**EXTRAIT SOURCE:**
• • • • •
Le développement logiciel est un domaine en constante évolution, avec de nouveaux défis à relever et des solutions à mettre en place pour répondre aux exigences croissantes des entreprises. L'une des approches qui a gagné en popularité ces dernières années pour faciliter la compréhension et la gestion de la complexité des systèmes est le Domain Driven Design (DDD).

Le Domain Driven Design est une méthodologie de conception et de développement logiciel axée sur la modélisation du domaine métier et l'alignement étroit entre la logique métier et le code. L'objectif principal du DDD est de faciliter la communication entre les développeurs et les experts métier, tout en produisant un code plus compréhensible, maintenable et évolutif.

I. Concepts clés du Domain Driven Design

A. Modèle conceptuel

Le modèle conceptuel est l'élément central du Domain Driven Design. Il permet de représenter les éléments du domaine métier et leurs interactions. Voici les principaux concepts du modèle conceptuel :

Domaine

Le domaine fait référence au champ d'expertise ou au secteur d'activité spécifique autour duquel le logiciel est construit. Il s'agit de l'ensemble des problèmes métier que le logiciel doit résoudre. Le domaine est composé de plusieurs sous-domaines, chacun représentant un aspect spécifique du domaine global.
• • • • •
**DONNÉES BRUTES:**
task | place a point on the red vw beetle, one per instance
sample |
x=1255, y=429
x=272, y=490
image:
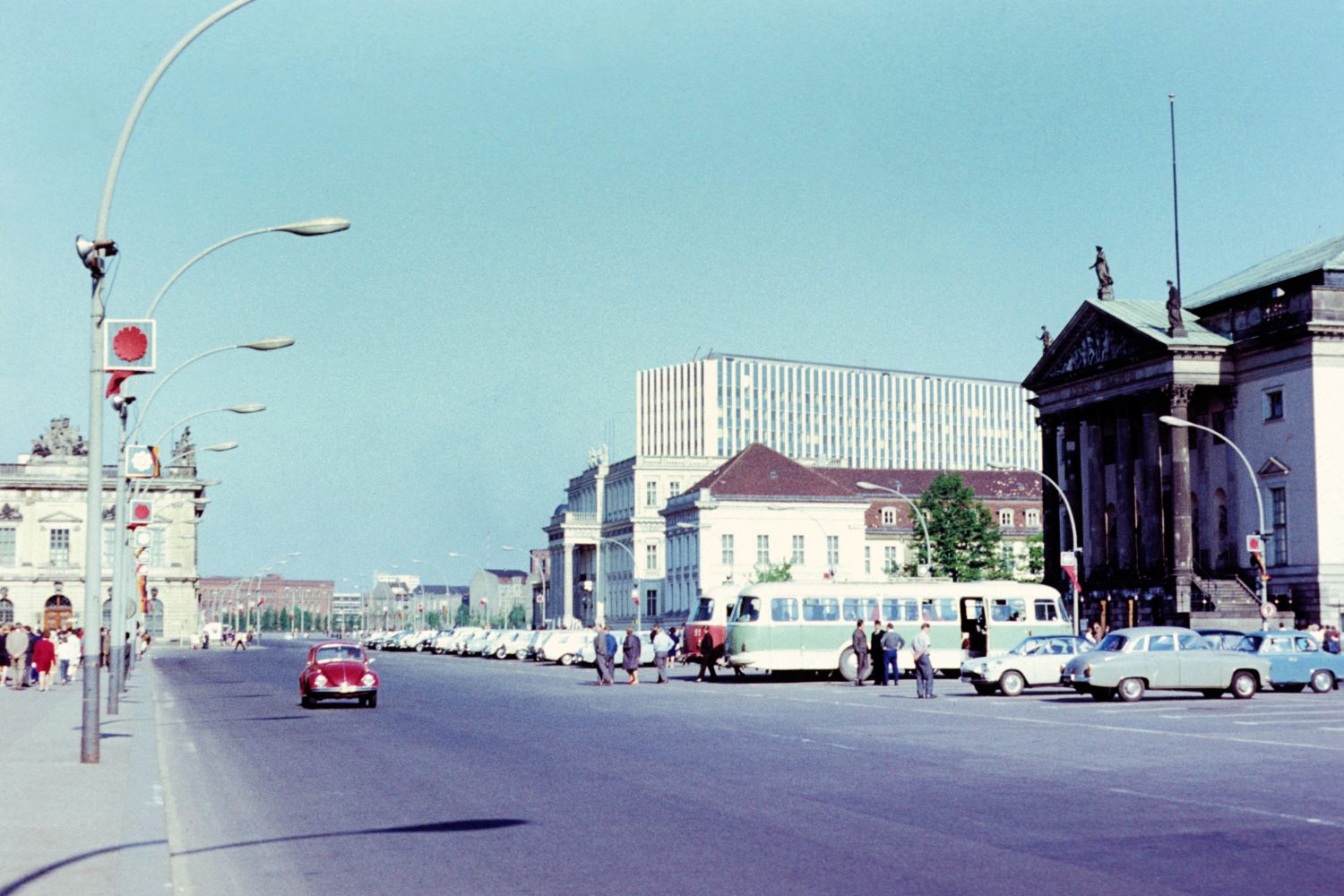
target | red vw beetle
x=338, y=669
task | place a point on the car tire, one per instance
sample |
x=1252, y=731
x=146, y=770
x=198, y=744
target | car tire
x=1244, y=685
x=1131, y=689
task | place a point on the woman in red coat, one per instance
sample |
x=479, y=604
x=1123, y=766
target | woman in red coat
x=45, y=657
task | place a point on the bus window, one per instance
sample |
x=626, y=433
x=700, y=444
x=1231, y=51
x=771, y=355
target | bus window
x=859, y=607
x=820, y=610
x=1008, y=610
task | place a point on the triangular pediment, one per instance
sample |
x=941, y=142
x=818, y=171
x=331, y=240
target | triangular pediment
• • • • •
**CONSIGNE 1:**
Remplacez « secteur d'activité » par « domaine d'activité » en recopiant le passage de l'extrait sur le Domain Driven Design qui va de « A. Modèle conceptuel » jusqu'à « du domaine global. » inclus.
**CONSIGNE 2:**
Résumez l'extrait sur le Domain Driven Design en deux phrases.

**RÉPONSE RÉDIGÉE 1:**
A. Modèle conceptuel

Le modèle conceptuel est l'élément central du Domain Driven Design. Il permet de représenter les éléments du domaine métier et leurs interactions. Voici les principaux concepts du modèle conceptuel :

Domaine

Le domaine fait référence au champ d'expertise ou au domaine d'activité spécifique autour duquel le logiciel est construit. Il s'agit de l'ensemble des problèmes métier que le logiciel doit résoudre. Le domaine est composé de plusieurs sous-domaines, chacun représentant un aspect spécifique du domaine global.

**RÉPONSE RÉDIGÉE 2:**
Le Domain Driven Design (DDD) est une méthodologie de conception et de développement logiciel axée sur la modélisation du domaine métier et l'alignement étroit entre la logique métier et le code. Elle vise à faciliter la communication entre développeurs et experts métier et à produire un code plus compréhensible, maintenable et évolutif, en s'appuyant sur un modèle conceptuel qui représente les éléments du domaine métier et leurs interactions, le domaine étant le secteur d'activité autour duquel le logiciel est construit et se composant de plusieurs sous-domaines.